Start DATA TO USE

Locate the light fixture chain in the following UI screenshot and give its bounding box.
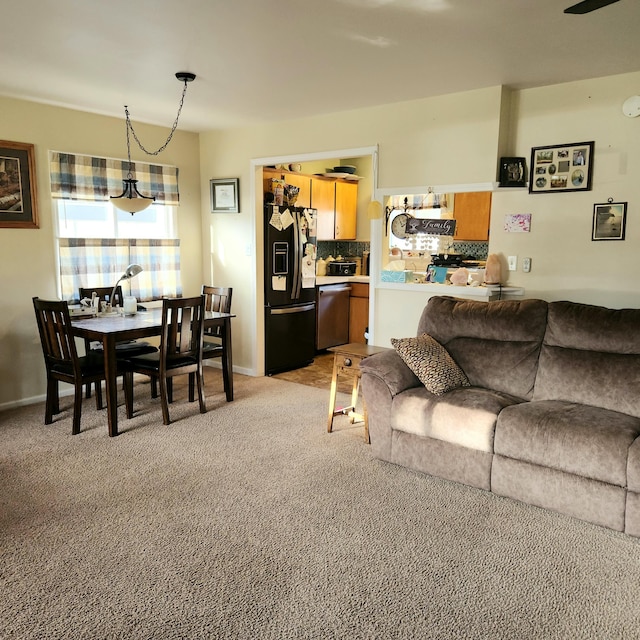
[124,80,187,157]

End DATA TO USE
Start DATA TO USE

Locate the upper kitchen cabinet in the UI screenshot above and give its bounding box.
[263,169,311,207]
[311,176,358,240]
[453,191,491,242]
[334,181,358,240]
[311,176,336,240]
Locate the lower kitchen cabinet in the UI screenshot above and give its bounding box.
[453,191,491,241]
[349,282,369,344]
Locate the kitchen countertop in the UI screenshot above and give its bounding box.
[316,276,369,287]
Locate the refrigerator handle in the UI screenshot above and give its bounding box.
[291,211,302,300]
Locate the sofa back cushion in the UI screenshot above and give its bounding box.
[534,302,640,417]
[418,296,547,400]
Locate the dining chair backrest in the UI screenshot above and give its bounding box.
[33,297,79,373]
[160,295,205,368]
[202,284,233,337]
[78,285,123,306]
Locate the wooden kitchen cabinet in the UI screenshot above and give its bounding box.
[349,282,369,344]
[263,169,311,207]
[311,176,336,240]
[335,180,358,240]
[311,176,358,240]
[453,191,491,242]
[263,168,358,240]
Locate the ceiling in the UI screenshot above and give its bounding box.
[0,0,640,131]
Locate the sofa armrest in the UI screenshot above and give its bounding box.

End DATA TO USE

SET TASK:
Reproduce the listing from the line with "Locate the light" up to and including the line with "[124,80,187,157]", substituting "pendant lamp chain" for "light fixture chain" and keeping everything else unchanged. Omit the pictures.

ANSWER TO THIS PROBLEM:
Locate the pendant lamp chain in the following UI screenshot and give its bounding box.
[124,80,187,157]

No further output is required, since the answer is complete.